REQUIRED WORK. Lay out the items below as a two-column CSV with the headers item_text and item_answer, one row per item. Put each field in double quotes and replace any line breaks with spaces.

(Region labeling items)
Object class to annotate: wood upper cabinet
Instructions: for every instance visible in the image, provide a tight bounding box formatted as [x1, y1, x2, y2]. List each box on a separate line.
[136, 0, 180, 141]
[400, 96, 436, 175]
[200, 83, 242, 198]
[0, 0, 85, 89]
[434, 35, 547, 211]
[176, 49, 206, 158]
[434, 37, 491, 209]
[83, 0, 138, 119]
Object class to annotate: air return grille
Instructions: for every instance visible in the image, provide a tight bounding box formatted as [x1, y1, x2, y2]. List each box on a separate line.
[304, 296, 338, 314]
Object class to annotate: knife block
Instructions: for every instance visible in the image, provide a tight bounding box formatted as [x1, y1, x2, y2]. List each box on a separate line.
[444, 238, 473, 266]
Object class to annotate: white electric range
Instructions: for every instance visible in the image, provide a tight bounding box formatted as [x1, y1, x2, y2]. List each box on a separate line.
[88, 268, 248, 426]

PROBLEM SOLUTION.
item_text,item_answer
"Object class to annotate: wood upper cabinet Instructions: for every instance visible in the image, provide a tight bounding box formatted as [x1, y1, x2, y2]. List each box on a separate line.","[136, 0, 180, 141] [400, 96, 436, 175] [200, 83, 242, 198] [0, 0, 85, 89] [434, 35, 547, 211] [176, 49, 206, 158] [434, 37, 491, 209] [83, 0, 138, 119]"
"Object class to annotate: air return grille Instructions: for every instance visible in the image, provide a tight bounding box formatted as [x1, y1, x2, y2]. List each box on a separate line.","[304, 296, 338, 314]"
"Object class to annotate: knife block Instructions: for every instance visible in the image, provide a tight bounding box formatted as [x1, y1, x2, y2]. List each box on a separate line.","[444, 238, 473, 266]"
"Object class to annotate: white electric range Instructions: for every instance visible in the image, provide a tight bounding box formatted as [x1, y1, x2, y2]. List each box on a separate line.","[88, 268, 248, 426]"